WHAT TO DO:
Pick every line with "door" from the material below.

WORKING DATA:
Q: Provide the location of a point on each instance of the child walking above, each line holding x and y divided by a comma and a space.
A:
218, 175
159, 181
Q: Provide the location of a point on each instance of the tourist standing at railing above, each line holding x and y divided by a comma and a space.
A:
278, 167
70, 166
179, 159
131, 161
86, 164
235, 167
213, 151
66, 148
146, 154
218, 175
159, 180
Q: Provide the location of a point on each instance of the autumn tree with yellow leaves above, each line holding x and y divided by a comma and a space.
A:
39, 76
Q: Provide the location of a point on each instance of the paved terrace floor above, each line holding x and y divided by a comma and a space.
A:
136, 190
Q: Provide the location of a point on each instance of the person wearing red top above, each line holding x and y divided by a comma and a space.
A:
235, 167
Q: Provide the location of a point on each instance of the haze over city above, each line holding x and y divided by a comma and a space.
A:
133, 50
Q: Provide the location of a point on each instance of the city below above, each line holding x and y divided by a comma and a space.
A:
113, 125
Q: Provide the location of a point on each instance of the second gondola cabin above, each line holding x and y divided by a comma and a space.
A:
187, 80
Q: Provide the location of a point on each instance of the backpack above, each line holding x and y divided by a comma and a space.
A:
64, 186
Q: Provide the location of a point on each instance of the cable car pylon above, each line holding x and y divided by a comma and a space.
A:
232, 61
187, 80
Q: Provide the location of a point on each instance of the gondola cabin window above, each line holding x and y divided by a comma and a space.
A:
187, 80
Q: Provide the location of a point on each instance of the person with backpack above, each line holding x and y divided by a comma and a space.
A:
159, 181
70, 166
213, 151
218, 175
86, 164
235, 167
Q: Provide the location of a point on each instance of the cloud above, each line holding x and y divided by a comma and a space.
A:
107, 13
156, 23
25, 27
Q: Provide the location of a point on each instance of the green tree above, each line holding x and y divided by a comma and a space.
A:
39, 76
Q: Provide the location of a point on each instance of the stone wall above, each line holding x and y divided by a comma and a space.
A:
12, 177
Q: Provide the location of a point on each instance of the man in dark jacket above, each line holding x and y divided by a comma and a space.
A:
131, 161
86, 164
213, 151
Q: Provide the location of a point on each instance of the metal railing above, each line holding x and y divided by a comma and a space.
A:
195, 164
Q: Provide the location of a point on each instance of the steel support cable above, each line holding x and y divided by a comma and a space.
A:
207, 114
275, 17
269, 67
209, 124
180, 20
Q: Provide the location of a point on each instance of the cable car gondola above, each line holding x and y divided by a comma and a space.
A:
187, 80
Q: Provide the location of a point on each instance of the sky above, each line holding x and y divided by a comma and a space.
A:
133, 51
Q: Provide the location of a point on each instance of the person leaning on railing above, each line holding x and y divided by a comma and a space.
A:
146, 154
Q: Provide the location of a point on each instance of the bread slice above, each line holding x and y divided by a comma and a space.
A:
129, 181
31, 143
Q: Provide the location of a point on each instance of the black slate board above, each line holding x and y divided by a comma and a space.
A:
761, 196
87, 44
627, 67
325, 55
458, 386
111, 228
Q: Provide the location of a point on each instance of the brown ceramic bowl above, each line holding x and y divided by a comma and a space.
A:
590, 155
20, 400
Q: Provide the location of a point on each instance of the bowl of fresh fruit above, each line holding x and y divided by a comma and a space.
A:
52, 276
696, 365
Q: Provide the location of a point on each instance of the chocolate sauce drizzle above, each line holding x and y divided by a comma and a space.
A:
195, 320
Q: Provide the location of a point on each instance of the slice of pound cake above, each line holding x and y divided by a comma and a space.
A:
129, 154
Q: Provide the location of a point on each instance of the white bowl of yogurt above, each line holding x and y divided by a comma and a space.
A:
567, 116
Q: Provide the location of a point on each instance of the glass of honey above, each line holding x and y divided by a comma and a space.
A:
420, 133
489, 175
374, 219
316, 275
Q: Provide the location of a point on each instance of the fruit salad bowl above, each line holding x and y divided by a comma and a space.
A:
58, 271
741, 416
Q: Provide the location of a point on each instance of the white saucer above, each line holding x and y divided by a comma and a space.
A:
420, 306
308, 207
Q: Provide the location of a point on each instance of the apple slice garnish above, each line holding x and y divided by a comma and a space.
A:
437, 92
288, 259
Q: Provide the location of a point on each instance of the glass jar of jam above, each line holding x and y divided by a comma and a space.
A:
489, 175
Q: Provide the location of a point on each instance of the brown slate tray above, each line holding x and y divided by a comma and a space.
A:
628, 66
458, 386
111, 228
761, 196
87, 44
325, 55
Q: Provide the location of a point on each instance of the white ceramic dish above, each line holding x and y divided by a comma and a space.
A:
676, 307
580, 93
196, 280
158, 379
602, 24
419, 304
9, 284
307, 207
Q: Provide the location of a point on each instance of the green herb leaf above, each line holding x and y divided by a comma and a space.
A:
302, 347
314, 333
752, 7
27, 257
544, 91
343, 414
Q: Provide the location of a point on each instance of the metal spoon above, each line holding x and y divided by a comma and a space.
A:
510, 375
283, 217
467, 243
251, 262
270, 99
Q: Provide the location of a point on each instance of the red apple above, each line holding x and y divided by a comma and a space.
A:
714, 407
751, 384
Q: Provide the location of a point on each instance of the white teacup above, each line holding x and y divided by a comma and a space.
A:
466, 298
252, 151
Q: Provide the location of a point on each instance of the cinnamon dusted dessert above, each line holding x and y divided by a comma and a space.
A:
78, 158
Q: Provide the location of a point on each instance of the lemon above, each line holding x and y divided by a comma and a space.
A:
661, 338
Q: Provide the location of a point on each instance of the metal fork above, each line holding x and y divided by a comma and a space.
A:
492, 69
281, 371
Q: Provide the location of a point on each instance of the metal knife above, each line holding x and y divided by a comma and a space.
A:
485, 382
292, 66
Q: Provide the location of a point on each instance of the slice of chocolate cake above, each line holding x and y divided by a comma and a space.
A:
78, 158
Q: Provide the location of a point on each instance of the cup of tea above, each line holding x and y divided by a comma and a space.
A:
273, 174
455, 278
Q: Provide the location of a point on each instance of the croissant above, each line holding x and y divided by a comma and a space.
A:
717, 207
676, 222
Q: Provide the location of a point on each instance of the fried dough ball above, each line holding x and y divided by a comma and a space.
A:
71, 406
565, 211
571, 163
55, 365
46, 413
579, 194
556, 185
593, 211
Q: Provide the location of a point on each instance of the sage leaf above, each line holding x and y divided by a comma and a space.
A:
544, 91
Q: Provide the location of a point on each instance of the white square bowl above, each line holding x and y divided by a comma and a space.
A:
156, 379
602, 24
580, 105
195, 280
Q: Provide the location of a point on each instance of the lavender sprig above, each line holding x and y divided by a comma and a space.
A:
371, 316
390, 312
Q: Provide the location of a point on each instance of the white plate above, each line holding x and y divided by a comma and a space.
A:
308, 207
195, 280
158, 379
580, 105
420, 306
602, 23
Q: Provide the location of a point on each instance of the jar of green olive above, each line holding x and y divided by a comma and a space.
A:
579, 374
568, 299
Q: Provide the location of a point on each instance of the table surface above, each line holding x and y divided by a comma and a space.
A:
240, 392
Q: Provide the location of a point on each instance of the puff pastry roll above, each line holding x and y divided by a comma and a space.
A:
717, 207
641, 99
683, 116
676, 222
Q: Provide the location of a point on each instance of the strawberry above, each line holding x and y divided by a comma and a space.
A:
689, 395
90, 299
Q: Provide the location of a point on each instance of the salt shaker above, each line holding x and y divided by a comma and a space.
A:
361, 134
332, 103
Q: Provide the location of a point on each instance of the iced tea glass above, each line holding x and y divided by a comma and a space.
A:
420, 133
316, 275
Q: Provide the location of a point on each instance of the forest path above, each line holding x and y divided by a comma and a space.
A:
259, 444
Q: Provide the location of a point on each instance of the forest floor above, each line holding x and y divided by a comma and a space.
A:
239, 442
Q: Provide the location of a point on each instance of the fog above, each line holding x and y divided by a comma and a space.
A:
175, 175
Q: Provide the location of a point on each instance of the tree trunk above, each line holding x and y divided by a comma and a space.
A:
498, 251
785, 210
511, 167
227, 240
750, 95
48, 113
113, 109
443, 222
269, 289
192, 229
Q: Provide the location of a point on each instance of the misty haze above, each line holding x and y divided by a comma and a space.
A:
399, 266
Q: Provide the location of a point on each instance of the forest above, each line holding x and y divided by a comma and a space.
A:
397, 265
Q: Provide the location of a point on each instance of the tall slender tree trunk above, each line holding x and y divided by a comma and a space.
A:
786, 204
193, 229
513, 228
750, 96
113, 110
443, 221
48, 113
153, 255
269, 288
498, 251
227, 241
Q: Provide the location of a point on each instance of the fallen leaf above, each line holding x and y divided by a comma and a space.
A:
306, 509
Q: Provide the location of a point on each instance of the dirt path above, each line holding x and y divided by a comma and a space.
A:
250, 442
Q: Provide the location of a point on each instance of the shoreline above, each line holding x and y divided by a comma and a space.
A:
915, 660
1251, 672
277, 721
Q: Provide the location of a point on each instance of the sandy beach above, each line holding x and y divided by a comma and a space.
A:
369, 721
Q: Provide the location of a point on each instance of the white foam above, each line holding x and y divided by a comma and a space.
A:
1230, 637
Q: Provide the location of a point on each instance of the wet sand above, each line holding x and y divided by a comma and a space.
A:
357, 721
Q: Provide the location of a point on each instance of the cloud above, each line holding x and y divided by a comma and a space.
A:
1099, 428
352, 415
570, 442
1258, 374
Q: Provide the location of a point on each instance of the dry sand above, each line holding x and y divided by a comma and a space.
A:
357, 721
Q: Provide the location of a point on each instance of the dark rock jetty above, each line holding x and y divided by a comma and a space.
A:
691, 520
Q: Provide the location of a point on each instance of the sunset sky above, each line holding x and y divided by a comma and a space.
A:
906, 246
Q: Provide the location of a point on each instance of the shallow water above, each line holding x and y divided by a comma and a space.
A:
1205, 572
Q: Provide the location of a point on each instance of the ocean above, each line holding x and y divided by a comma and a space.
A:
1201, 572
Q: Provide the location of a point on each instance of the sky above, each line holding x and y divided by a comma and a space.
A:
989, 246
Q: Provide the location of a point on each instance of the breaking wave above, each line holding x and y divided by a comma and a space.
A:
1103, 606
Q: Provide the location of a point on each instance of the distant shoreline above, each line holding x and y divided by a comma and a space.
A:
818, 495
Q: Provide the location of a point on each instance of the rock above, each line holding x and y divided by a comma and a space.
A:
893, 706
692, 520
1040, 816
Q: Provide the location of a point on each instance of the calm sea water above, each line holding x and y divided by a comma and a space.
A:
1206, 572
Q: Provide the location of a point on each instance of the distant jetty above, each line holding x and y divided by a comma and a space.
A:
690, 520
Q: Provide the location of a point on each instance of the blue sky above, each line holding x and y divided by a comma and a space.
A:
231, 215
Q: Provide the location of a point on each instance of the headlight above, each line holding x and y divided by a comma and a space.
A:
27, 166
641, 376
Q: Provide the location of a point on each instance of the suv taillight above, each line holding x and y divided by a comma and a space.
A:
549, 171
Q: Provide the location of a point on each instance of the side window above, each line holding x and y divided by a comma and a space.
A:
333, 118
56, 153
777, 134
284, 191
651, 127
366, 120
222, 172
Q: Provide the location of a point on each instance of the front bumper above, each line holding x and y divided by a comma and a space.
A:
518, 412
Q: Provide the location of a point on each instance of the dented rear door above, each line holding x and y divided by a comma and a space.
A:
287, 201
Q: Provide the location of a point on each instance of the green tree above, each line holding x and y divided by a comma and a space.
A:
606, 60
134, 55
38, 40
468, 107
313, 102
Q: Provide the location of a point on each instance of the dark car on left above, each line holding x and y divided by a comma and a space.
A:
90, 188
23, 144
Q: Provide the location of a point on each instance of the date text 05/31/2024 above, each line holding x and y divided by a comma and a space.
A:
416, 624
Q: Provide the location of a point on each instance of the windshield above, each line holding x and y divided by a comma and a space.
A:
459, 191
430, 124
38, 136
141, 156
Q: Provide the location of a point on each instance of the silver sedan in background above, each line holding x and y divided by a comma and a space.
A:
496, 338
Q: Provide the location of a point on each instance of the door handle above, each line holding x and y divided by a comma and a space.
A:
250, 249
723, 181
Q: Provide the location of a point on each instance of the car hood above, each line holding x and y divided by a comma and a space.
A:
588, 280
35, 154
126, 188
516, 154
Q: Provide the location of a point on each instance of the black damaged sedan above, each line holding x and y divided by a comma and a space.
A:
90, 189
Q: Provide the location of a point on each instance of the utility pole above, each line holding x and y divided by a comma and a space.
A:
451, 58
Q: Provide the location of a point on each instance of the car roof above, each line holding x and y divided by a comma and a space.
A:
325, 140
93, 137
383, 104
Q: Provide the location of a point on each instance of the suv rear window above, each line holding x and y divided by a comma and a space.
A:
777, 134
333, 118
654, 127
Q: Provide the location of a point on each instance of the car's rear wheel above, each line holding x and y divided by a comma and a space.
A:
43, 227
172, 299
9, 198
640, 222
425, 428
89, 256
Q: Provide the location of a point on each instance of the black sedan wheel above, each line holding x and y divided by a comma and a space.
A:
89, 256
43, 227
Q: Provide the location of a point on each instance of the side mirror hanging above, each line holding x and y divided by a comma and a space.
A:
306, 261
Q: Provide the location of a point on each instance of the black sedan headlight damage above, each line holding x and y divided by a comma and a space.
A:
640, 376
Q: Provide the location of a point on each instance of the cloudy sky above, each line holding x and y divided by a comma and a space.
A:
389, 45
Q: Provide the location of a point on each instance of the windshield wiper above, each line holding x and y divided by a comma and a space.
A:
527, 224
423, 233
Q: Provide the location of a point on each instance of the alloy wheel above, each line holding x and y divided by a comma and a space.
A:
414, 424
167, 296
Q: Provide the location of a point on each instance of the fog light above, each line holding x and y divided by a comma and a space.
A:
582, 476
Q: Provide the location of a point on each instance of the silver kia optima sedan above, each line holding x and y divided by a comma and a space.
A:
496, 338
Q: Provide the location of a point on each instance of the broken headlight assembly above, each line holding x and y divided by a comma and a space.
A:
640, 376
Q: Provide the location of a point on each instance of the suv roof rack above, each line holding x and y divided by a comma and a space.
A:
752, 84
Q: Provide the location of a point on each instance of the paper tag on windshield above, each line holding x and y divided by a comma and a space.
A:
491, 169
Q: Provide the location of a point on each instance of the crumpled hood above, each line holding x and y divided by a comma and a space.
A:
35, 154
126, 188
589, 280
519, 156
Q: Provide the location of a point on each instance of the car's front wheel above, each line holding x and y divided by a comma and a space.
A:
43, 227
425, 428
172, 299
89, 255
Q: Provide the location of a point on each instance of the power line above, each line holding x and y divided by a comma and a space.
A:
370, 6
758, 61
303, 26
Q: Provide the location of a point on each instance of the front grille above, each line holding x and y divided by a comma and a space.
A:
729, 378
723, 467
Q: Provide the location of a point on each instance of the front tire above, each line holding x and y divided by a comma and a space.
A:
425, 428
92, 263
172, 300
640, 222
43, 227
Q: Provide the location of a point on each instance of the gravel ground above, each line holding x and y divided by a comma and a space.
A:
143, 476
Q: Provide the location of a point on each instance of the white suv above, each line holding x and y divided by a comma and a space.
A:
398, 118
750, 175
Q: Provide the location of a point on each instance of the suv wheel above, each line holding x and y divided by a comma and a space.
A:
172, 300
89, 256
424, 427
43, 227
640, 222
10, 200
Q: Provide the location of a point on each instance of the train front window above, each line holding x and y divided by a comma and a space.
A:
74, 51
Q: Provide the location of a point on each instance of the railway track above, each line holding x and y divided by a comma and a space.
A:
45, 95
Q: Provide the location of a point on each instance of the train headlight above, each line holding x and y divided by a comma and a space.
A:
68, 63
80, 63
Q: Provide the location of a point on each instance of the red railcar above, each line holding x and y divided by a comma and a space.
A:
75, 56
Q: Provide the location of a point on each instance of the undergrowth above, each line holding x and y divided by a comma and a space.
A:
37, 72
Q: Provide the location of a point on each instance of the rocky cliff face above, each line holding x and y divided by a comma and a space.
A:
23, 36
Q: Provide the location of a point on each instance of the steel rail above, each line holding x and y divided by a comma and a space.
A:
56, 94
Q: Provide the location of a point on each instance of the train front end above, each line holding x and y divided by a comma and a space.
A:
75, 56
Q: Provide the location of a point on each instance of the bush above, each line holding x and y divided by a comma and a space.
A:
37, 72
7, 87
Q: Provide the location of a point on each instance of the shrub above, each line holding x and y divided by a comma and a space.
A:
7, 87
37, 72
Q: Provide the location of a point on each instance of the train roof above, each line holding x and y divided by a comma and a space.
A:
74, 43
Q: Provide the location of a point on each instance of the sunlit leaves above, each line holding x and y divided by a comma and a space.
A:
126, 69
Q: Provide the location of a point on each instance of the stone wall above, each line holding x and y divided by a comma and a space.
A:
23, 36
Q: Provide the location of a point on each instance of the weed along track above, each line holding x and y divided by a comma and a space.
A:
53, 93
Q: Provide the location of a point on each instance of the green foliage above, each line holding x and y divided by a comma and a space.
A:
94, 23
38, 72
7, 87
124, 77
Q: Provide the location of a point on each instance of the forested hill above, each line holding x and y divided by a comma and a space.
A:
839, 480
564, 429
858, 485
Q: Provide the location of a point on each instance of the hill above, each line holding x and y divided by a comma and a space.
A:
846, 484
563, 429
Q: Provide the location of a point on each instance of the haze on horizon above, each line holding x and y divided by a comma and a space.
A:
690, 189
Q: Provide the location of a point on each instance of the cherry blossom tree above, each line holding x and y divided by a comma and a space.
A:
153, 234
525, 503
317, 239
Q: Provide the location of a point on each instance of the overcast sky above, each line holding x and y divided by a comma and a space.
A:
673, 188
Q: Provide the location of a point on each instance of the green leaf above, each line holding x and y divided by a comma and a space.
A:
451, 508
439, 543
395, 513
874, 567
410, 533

WRITTEN RESPONSE:
Q: Provide the location of a point on each instance of the dented rear door above, each line holding x and y divided by a comma and a space.
Q: Provide the location of a point on each instance of the door handle above, each line holding x and y divided by a comma and a space.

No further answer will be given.